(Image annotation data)

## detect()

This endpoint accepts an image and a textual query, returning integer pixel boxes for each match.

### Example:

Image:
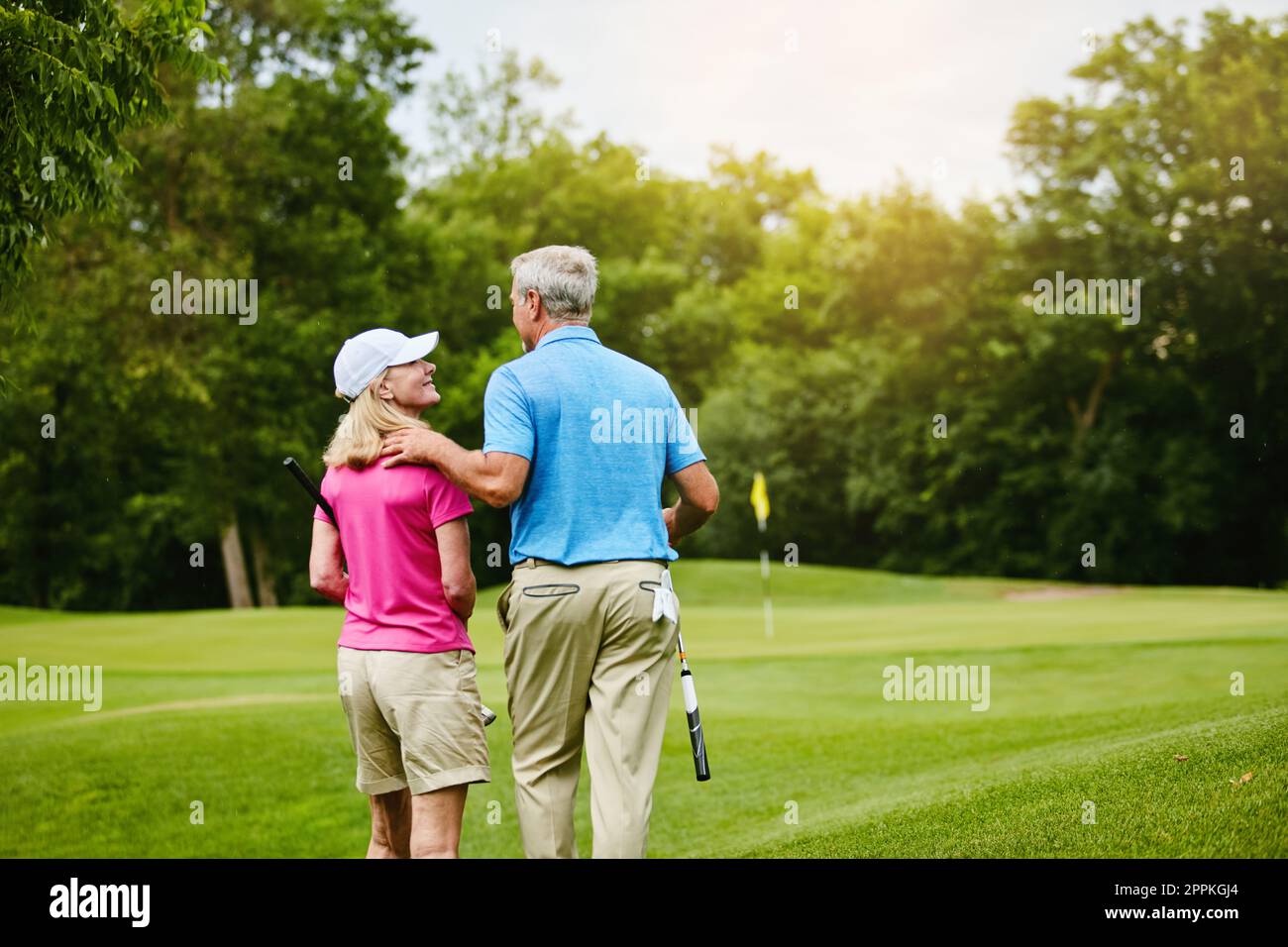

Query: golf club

[675,627,711,783]
[282,458,496,731]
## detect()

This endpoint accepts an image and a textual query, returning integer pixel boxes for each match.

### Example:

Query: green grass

[0,562,1288,857]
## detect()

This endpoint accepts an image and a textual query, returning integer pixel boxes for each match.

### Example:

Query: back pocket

[523,582,581,598]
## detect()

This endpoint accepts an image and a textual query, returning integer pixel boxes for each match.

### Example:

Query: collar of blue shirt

[537,326,599,348]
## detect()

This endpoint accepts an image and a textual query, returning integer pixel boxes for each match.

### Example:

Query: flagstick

[759,519,774,638]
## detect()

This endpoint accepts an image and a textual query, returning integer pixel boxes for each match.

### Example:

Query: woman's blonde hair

[322,368,430,471]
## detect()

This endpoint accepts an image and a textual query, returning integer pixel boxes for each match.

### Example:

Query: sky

[393,0,1288,206]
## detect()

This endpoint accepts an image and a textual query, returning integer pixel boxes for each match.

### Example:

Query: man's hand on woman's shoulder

[380,428,447,467]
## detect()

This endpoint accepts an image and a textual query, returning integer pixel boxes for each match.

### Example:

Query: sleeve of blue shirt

[666,385,707,476]
[483,365,536,460]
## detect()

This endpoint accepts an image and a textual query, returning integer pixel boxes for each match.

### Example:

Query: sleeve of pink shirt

[313,468,340,530]
[425,468,474,530]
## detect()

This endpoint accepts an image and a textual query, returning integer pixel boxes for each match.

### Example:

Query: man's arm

[662,460,720,545]
[380,428,531,506]
[309,519,349,605]
[434,517,478,620]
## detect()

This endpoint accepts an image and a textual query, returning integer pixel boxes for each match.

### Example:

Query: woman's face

[380,359,442,415]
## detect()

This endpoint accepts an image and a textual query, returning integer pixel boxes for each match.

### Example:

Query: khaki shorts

[336,647,492,796]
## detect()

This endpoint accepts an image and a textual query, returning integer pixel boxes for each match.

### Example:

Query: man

[383,246,720,858]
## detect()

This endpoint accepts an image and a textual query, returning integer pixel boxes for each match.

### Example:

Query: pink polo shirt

[313,460,474,653]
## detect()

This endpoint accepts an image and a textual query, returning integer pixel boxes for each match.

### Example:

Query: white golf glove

[653,570,680,621]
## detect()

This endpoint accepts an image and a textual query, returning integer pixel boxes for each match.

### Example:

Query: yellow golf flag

[751,471,769,531]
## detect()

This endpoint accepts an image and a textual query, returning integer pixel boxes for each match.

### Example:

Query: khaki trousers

[497,559,678,858]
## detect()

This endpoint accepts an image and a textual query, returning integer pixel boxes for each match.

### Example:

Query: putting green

[0,562,1288,857]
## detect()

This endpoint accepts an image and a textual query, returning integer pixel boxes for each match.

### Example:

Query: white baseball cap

[335,329,438,399]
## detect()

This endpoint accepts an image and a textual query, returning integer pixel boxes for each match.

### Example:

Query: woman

[309,329,492,858]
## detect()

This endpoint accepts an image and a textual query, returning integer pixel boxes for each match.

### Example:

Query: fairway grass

[0,561,1288,858]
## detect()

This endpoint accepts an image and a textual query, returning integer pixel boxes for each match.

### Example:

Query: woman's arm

**To be done:**
Write out every entry above word for word, with the pictures left out.

**Exercise response:**
## detect()

This endpoint accepts an image and a textual query, returning integer pixel boxes for each match.

### Example:

Image:

Query: golf club

[675,627,711,783]
[282,458,496,731]
## detect()

This endpoint accepts an image and a textual query, returning integer pixel boxes for each match.

### Example:

Query: green grass

[0,562,1288,857]
## detect()

This endpoint accepts an image and a textual query, returning integer pixel boxes for each match.

### Example:

Query: back pocket

[523,582,581,598]
## detect()

This endpoint accepts an image and a textual query, returning integer pixel boxes for each match.

### Example:

Query: collar of blue shirt

[537,326,599,348]
## detect()

This endpoint accepts an image and a textual query, returning integer pixel boxes for each match.

### Example:

Query: flagstick

[759,519,774,638]
## detect()

This endpoint accepts an image and a textual query, returning integer pixel boxes for each match.

### Example:

Query: woman's blonde hair

[322,368,430,471]
## detect()

This endpoint accepts an image and a textual query, returning integer pixel boxes for each match.

### Example:

Query: sky

[393,0,1288,206]
## detect()

This endpoint accepts an image and a textual query, returning integer pixel boxes for each match.

### Example:

Query: man's hand on woman's shoulder

[380,428,447,467]
## detect()

This endpoint accepts an image and a textual query, returning integer pixel boxes for each match.

### Example:

Query: sleeve of blue shirt

[666,385,707,476]
[483,365,536,460]
## detect()

This endpoint accepts an image and a textual query, returning integer pixel boxes for each match.

### Example:

Query: sleeve of pink shirt

[313,468,340,530]
[425,468,474,530]
## detect()

This endpoint accepts an image and a textual query, returning integer pixel boxes for each match.

### Example:

Query: man's arm

[662,460,720,545]
[380,428,531,506]
[309,519,349,605]
[434,517,478,620]
## detect()

This endpoint accepts an image and a textual query, returning integer pixel boxes for each match.

### Example:

Query: woman's face

[380,359,442,415]
## detect()

This endpoint accepts an image and a textual query, returning integer pixel boxes for each match.

### Example:

Query: khaki shorts

[336,647,492,796]
## detect()

This endpoint accepts an image and a textual query, returning integer pixel boxes for each match.

### Example:

Query: man

[383,246,720,858]
## detect()

This endpoint accepts an image and a textual query, returning integer pixel boxes for each match.

### Example:

Query: pink polo shirt

[313,460,474,653]
## detect()

This endpoint accepts an image and a textual query, returning integer pixel boxes for each match.

### Example:

Query: white golf glove

[653,570,680,621]
## detect()

This endpoint accepts an image and a textual query, returning integer pixel boxes for each match.

### Example:

Query: yellow golf flag

[751,471,769,531]
## detect()

This endpoint accepts an image and a textual query, returning integer pixel boxes for each match.

### Example:

Query: khaki trousers

[497,559,678,858]
## detect()

This endpoint accepts an image and a textual query, returning integer pixel boxes for each match.

### Example:

Query: putting green

[0,562,1288,857]
## detect()

This endpoint accepts an image and a textual query, returning integer pixel boxes for each match.

### Example:

Query: white baseball cap

[335,329,438,399]
## detect()

This endpoint accepts an image and a textual query, returning integer pixel boxes for each match.

### Example:

Query: woman

[309,329,492,858]
## detect()

This endpoint accepts an image and a textual query, returning integer pixel boxes for each match.

### Example:

Query: fairway grass

[0,561,1288,858]
## detect()

This endpoint accepts an image and a textual query, returning integer pixel boxes for each match.

### Example:

Query: woman's arm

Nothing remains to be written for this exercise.